- _Document segment_:
================

Should men be silent about abortion?

Recently a friend and I were protesting against abortion outside Parliament House. I was holding a placard which read, “Abortion: The Silent Holocaust” along with an enlarged photograph of an 8 week old preborn baby. A woman in a car waiting at the traffic lights saw me and began shouting something. As the car went past she screamed, “How dare you! How dare you have an opinion!”

It would appear that she believes that men should remain silent abortion. Well, at least those men who oppose abortion.

Of all the comments made in opposition to our protesting against abortion – and several of us, mostly men, go out regularly – the most common criticism refers to the fact that men are speaking out against abortion. “What would you know, you’re a man!” “Have you ever had a baby?” etc.

Are the critics correct? Should men be silent about abortion?

Clearly, by virtue of the fact that I still go out protesting against abortion, I do not agree with the critics. A number of reasons are involved:

  1. As already indicated above, it is usually only if men are opposed to abortion that any objection is made to their being involved in the abortion debate. If men say that abortion should be allowed, then few if any “pro-choice” women will tell them to be silent just because they are men.If it really should be the case that abortion is such an issue that men must not comment on it, then it would be necessary that all men be silent, not just the critics of abortion. (In passing it is worth noting that the vast majority of abortionists are men – “pro-choice” women don’t seem to have much problem with them being involved!)

  2. Secondly, men are just as essential for the commencement of new life as are women. It still remains the case that without the provision of sperm, a new human life cannot begin. Perhaps some sad day in the future should cloning of human beings be achieved, male involvement in pregnancy may not be necessary, but that is not possible at present.If men are required for new life to begin, why should they have no say as to whether or not that new life is destroyed?Not many women have any problems accepting that men should be required to provide child support for the children they father, even if the man leaves the family home. Yet some women say that men should be precluded from even having any say about whether a child makes it to birth.

  3. Approximately half of all children conceived are male. Approximately half, although somewhat less in some cultures, of all preborn babies that are aborted are male. It is not just the female babies that the “prochoice” women want to be able to abort, so why should men not be allowed to comment on the killing of male preborn babies, at the very least? How can it be just a women’s issue when male babies are being killed too?

  4. In some respects though, all the foregoing comments are just peripheral to the issue. The heart of the matter is that it is true that men should be silent about abortion . . . if and only if the act of deliberately aborting a baby is morally equivalent to having an appendix or tooth removed. No men go around picketing hospitals or dental clinics saying that women, or anyone else, should not be allowed to have their appendix or teeth removed. Even if they did, no one would take any notice of them.Clearly the difference is that in the instance of the appendix or teeth, what is being removed is universally acknowledged to have no inherent moral value, while in the other instance there are strongly differing views as to the moral status of the unborn child.

================

- _Exercises_:
1) Write out the stretch of the essay on men and abortion from "It would appear" through "correct? Should men be silent about abortion?".
2) In the essay on men and abortion, what did the placard held outside Parliament House say?
3) Extend the essay on men and abortion, starting right after its last sentence.
The rows that come next are from a different source than the essay on men and abortion.

- _Data to examine_:
================

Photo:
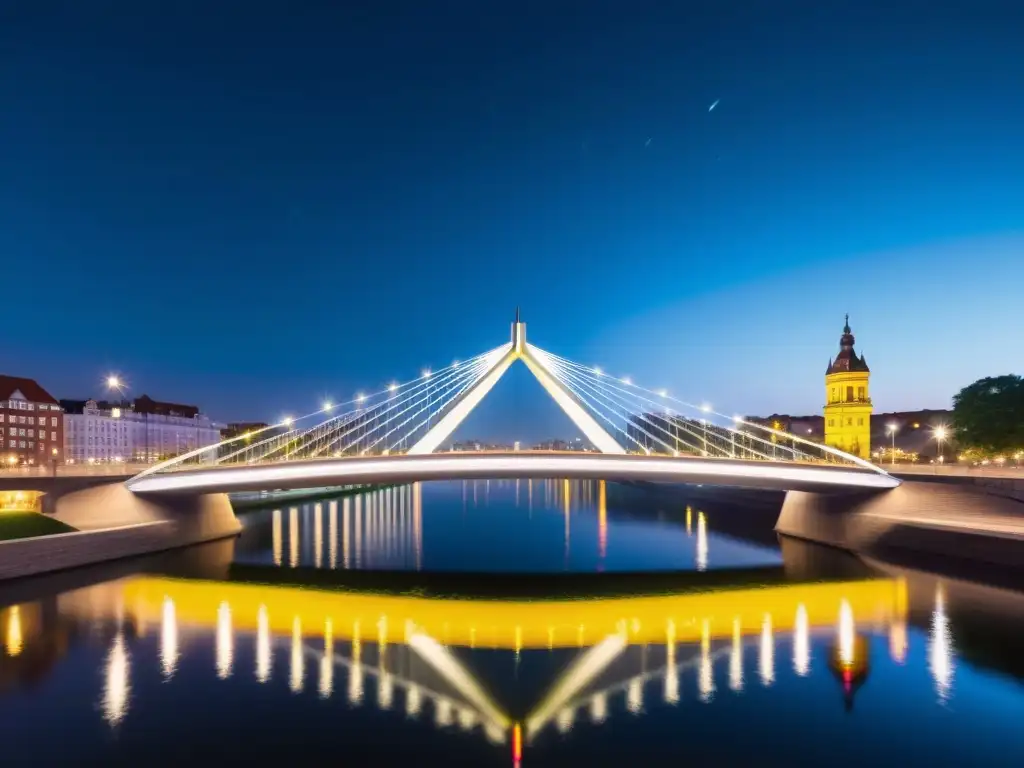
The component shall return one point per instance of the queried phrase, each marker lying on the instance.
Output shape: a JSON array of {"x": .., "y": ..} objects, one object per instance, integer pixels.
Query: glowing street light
[
  {"x": 114, "y": 382},
  {"x": 940, "y": 433}
]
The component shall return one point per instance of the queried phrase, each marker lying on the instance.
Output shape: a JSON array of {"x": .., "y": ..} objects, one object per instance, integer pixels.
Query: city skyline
[{"x": 302, "y": 210}]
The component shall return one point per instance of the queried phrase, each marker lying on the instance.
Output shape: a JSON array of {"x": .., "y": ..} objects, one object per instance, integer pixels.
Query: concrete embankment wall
[
  {"x": 114, "y": 523},
  {"x": 1011, "y": 487},
  {"x": 958, "y": 521}
]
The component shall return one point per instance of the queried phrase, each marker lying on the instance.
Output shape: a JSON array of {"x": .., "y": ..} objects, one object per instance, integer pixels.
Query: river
[{"x": 542, "y": 623}]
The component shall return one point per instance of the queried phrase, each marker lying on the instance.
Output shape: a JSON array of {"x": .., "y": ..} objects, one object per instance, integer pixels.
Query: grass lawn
[{"x": 28, "y": 524}]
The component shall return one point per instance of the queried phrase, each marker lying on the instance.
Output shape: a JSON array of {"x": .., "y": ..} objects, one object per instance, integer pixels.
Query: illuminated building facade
[{"x": 848, "y": 401}]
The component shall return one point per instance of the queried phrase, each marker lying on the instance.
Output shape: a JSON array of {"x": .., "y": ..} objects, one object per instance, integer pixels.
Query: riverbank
[
  {"x": 16, "y": 525},
  {"x": 957, "y": 521},
  {"x": 110, "y": 522}
]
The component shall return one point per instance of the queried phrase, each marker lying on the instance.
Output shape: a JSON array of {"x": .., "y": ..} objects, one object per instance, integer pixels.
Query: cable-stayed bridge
[{"x": 398, "y": 433}]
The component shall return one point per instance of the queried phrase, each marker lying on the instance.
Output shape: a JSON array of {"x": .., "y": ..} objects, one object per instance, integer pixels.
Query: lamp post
[
  {"x": 940, "y": 434},
  {"x": 892, "y": 429}
]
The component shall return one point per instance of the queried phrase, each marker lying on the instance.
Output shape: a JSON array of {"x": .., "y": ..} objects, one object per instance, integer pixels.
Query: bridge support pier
[{"x": 955, "y": 521}]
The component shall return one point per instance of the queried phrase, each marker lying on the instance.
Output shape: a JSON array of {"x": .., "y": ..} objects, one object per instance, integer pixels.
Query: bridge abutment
[
  {"x": 113, "y": 522},
  {"x": 956, "y": 521}
]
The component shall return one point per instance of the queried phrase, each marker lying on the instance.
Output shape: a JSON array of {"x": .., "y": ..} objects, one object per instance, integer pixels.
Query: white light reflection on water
[
  {"x": 117, "y": 684},
  {"x": 225, "y": 641},
  {"x": 168, "y": 639},
  {"x": 262, "y": 645},
  {"x": 940, "y": 648},
  {"x": 327, "y": 663},
  {"x": 706, "y": 675},
  {"x": 847, "y": 634},
  {"x": 298, "y": 670},
  {"x": 766, "y": 658},
  {"x": 736, "y": 658},
  {"x": 701, "y": 542},
  {"x": 802, "y": 643}
]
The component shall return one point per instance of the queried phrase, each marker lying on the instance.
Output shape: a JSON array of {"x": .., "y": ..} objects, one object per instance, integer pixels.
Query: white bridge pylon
[{"x": 517, "y": 349}]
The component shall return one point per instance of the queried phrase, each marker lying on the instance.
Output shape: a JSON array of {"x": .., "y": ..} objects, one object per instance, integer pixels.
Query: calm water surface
[{"x": 280, "y": 645}]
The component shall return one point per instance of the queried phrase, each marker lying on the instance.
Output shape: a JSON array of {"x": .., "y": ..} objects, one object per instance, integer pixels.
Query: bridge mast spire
[{"x": 518, "y": 334}]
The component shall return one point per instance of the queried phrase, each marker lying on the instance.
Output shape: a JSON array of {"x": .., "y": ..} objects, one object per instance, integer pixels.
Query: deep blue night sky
[{"x": 251, "y": 205}]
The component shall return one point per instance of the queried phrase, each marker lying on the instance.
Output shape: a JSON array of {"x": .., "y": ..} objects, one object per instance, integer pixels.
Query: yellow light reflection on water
[
  {"x": 13, "y": 641},
  {"x": 508, "y": 624}
]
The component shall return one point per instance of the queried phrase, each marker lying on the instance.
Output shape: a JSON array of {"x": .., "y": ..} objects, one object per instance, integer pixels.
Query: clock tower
[{"x": 848, "y": 401}]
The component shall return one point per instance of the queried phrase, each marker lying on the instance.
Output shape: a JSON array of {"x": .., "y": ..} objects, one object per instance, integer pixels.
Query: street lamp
[
  {"x": 940, "y": 434},
  {"x": 892, "y": 429}
]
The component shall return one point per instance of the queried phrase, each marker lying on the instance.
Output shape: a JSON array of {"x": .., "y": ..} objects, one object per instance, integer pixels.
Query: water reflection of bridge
[
  {"x": 384, "y": 526},
  {"x": 410, "y": 652}
]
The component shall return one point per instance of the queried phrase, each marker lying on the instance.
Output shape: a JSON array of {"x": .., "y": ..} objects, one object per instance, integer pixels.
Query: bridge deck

================

- _Answers given_:
1)
It would appear that she believes that men should remain silent abortion. Well, at least those men who oppose abortion.

Of all the comments made in opposition to our protesting against abortion – and several of us, mostly men, go out regularly – the most common criticism refers to the fact that men are speaking out against abortion. “What would you know, you’re a man!” “Have you ever had a baby?” etc.

Are the critics correct? Should men be silent about abortion?

2) "Abortion: The Silent Holocaust"

3)
  5. If any man believes that there are justified grounds for accepting that a preborn baby is morally equivalent to a born person, why should he, how can he, remain silent about the destruction of such a person? Would not the silence of such a man make him as culpable as those who remained silent when one section of humanity was brutally enslaved or another group was a victim of the holocaust?

While a man remains convinced that every abortion kills an innocent human being, how can he be silent?

The issue really comes down to, not whether men have any right to speak against abortion, but rather, does abortion involve the taking of a human life. If abortion is the killing of an innocent human being, then it is irrelevant as to who it is that says that such behaviour is wrong.

Everyone should say that killing innocent people is immoral. To exclude men from saying so just because they are men cannot be justified. Should only black people say that slavery is wrong? Should only Jews say that the holocaust was wrong?

It is of course obvious that women are much more directly effected by pregnancy than are men. Women carry the growing child and go through the birthing experience. Unless though it can be shown that these factors are such that they can outweigh the preborn child’s right to go on living, then men, and women, should speak up on behalf of the preborn who cannot speak for themselves.

Clearly some women do argue that their carrying of the child does give them the right to be able to choose to end the child’s life, but this is disputable just as the claim by the slavers that they had the right to enslave others was disputed.

Until it is absolutely established beyond doubt that it can ever be right to deliberately take the life of an innocent human being, men can, indeed should, speak up against abortion.